Advocates for the disadvantaged rejoiced Thursday at Gov. Angus King’s plan to ditch most of his proposed cuts in physical and mental health programs in his supplemental state budget.

King’s new proposal, based upon a revised economic forecast showing $91 million more is available, wiped out almost every controversial health care cut.

The restoration in state funding also means an additional $30 million in federal Medicaid matching dollars will be available, if the proposal is approved. That money would go to the Department of Human Services and Department of Behavioral and Developmental Services programs.

Advocates were pleased Thursday.

“This is what we’ve been hoping for,” said Bonnie Brooks, chief executive officer of OHI, a Brewer-based community services provider to the mentally retarded. However, she said, the mentally retarded wouldn’t be out of the woods until the proposal becomes reality.

The only controversial cut King stands by is the planned $13 million to be taken from the Fund for a Healthy Maine. The program, paid for by tobacco settlement money, is intended to improve the public health and lower the state’s future health care bill. King is taking that money for the remaining budget shortfall even as he restores $33 million to the state’s emergency reserve known as the Rainy Day Fund.

Data entries
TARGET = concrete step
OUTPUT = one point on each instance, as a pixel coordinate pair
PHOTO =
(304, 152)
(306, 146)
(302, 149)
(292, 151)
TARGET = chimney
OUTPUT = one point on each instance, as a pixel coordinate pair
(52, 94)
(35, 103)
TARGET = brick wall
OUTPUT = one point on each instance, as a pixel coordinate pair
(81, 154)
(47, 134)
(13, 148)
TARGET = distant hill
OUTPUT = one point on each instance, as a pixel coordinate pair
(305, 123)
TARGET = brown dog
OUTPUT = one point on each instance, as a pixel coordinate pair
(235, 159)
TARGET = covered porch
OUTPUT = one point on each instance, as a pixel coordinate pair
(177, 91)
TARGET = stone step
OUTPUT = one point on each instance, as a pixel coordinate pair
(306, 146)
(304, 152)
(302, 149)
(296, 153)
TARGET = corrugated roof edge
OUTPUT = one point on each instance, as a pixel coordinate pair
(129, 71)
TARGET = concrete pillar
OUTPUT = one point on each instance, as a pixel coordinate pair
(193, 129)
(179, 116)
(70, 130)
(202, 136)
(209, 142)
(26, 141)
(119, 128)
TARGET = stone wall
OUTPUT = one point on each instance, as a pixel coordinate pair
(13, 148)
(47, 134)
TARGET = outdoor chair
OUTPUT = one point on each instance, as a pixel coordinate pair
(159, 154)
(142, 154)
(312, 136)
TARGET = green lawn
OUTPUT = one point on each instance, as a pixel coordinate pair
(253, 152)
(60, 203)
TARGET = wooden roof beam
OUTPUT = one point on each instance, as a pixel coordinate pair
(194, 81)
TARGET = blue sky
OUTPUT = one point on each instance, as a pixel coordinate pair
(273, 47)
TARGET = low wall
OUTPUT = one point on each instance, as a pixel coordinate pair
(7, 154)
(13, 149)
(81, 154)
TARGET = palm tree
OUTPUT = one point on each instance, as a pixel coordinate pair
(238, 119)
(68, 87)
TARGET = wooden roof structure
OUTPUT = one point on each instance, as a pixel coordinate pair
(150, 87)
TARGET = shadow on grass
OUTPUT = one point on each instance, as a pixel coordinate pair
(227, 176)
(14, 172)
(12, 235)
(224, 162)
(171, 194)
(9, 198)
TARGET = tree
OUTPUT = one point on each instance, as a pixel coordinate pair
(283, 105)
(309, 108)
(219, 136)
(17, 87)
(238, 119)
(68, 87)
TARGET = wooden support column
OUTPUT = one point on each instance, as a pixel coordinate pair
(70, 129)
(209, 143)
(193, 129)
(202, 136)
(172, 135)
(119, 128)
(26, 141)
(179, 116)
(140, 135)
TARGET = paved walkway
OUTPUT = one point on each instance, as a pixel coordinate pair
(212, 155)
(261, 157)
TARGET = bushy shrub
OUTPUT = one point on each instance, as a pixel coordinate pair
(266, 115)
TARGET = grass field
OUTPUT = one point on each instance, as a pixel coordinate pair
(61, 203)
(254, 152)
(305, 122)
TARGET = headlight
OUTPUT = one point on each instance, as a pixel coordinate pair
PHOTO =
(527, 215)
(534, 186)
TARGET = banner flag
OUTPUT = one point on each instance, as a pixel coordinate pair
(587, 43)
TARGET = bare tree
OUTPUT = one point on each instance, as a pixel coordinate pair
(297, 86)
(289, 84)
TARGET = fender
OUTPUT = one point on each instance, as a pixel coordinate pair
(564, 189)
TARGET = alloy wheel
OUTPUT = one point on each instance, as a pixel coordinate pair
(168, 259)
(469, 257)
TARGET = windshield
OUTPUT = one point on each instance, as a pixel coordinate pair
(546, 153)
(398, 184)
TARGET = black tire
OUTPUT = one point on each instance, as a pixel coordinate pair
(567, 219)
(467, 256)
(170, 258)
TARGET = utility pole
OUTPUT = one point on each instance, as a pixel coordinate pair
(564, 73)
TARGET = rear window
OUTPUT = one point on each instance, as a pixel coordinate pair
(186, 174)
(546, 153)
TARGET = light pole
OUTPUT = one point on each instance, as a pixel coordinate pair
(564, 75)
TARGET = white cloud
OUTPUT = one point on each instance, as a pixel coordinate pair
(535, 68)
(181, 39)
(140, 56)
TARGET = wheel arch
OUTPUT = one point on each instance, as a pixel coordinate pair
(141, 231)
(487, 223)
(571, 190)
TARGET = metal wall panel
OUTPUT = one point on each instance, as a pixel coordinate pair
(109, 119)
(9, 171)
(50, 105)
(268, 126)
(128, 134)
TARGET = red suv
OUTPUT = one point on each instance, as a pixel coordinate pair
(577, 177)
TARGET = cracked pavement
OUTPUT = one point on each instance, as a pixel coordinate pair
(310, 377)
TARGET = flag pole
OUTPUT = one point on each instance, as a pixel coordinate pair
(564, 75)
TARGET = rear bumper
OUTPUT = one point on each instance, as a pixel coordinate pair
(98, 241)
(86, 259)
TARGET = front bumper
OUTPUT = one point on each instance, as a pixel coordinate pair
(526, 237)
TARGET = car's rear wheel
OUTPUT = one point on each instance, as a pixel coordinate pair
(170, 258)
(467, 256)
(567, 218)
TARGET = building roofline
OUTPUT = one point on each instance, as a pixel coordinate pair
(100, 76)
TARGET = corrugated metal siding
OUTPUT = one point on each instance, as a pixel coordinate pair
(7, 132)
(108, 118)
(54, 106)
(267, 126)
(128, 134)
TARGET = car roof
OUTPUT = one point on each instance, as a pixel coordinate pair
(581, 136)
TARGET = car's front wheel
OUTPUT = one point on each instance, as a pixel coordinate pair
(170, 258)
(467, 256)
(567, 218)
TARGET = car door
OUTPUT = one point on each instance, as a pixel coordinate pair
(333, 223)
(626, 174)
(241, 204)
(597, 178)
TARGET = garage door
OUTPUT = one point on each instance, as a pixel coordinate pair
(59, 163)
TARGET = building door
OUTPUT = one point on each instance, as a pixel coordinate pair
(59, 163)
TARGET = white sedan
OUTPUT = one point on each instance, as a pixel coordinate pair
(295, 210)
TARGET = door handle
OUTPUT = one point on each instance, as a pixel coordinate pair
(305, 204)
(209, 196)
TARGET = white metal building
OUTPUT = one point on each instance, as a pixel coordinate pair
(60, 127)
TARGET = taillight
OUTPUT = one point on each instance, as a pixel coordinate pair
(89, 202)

**YOUR ASSIGNMENT**
Answer these questions from the budget article:
1. How much more money did the revised economic forecast show to be available?
2. How much in additional federal Medicaid matching dollars would become available if the proposal is approved?
3. How much is King restoring to the Rainy Day Fund?

**ANSWER TO THE EXERCISE**
1. $91 million
2. $30 million
3. $33 million